* **REQUIRED ACTION**
The whole listing below should be output again, word for word.

* **RECORDS FOR THE TASK**

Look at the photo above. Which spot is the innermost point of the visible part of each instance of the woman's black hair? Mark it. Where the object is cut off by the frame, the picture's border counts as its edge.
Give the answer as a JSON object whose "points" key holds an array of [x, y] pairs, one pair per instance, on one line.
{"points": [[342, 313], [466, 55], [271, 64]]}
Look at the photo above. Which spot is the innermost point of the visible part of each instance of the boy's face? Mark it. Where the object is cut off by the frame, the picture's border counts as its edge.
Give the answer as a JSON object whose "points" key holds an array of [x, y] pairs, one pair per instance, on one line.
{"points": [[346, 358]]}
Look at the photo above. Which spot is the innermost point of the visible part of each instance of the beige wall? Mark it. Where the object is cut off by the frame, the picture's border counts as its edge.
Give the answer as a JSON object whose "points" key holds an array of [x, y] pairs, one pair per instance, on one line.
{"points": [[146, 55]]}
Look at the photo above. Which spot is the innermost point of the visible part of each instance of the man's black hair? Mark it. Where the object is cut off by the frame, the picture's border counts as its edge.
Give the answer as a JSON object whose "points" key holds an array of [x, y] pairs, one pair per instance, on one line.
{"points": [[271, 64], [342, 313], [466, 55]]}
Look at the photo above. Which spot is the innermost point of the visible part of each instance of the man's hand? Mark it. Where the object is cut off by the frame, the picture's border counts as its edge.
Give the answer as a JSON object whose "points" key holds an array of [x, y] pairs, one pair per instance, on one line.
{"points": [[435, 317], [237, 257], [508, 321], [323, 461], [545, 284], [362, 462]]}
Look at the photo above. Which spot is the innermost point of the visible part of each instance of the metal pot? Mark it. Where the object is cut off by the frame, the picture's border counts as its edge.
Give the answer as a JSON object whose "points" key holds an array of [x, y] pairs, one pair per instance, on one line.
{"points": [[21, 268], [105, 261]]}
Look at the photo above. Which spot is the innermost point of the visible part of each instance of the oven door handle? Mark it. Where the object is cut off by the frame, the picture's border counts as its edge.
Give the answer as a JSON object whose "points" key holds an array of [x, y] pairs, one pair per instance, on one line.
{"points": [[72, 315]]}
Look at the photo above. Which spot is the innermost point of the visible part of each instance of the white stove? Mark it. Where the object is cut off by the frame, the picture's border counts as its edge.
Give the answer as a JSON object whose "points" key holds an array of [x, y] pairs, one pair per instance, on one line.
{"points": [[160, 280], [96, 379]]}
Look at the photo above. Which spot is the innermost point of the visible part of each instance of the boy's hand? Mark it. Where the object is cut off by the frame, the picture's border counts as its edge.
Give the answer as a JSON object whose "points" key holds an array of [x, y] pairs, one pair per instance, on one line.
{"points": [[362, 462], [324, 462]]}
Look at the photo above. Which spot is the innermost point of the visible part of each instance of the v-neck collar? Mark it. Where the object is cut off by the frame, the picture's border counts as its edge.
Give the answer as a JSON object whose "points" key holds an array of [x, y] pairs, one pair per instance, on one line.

* **WRITTEN SOLUTION**
Look at the photo above. Which spot is the innermost point of the visible part of each instance of the woman's black hair? Mark it. Where the object is cut off by the frame, the picture's border counts as its edge.
Give the answer as a JSON object whose "points" key holds an array of [x, y] pairs, one pair per instance, on one line.
{"points": [[342, 313], [466, 55], [271, 64]]}
Look at the photo above. Which spot is the innermost point of the visible part of each instance of the boy's face? Mark it. Where the object is cut off by the frame, the picture's border counts as its edge.
Give the answer as a JSON object whose "points" key holds an array of [x, y] pairs, one pair per instance, on one line.
{"points": [[346, 358]]}
Look at the photo above. Which spot is the innermost point of the visible part of each instance of the beige wall? Mark it. Where the object is cut off by the frame, the picture's border counts as its edge.
Give the answer as a JSON object whose "points" key holds an array of [x, y] pairs, one pair per instance, on one line.
{"points": [[146, 55]]}
Look at the photo above. Which spot is the innermost point of the visible part of each instance of the man's black hair? Mark it. Where the object is cut off by the frame, the picture's border counts as its edge.
Give the answer as a JSON object whose "points" key holds an array of [x, y] pairs, one pair per instance, on one line.
{"points": [[271, 64], [342, 313], [466, 55]]}
Look at the photo above. Which spot is the innermost point of the visible part of each instance of the man's hand? Mark it. Where the object is cut off by the frame, the picture's border counts as its edge.
Give the answer as a JSON object whose "points" key holds an array of [x, y] pairs, one pair per instance, on one line.
{"points": [[435, 317], [237, 257], [508, 321], [323, 461], [545, 284], [362, 462]]}
Look at the photo above. Which spot is the innermost point of the visible part of each instance of the metal pot? Mark it. Where the object is cut off by the frame, the picture's border counts as its edge.
Give the answer as a JSON object whose "points" key holds an array of [x, y] pairs, one pair per instance, on one line.
{"points": [[21, 268], [105, 261]]}
Look at the photo above. Which spot is the innermost point of the visible part of each instance of the oven door handle? Mark it. Where the object is cut off by the frame, the picture's border counts as its edge.
Give the answer as a JSON object whose "points" key holds an array of [x, y] pairs, one pair per instance, on one line.
{"points": [[72, 315]]}
Look at the photo above. Which spot is the innermost point of the visible part of each instance of the white stove? Mark it. Where the object is cut off by the frame, the picture's border counts as its edge.
Give the answer as a JSON object whose "points" key holds an array of [x, y] pairs, one pair per instance, on one line.
{"points": [[160, 280], [96, 379]]}
Look at the photo above. Which spot is the innermost point of the visible part of each instance of the boy's hand? Mark it. Where the object is cut off by the frame, the picture's border counts as its edge.
Give the answer as a JSON object whose "points" key holds an array of [x, y] pairs, one pair per instance, on one line.
{"points": [[362, 462], [324, 462]]}
Look at the photo above. Which spot is the innermost point of the visible part of each instance of the v-neck collar? Mark it. Where the object is cut off by the frame, the picture's border counts as its edge.
Give the answer as a JSON object whose "points" key holds an array of [x, y] pairs, one pair per instance, on one line.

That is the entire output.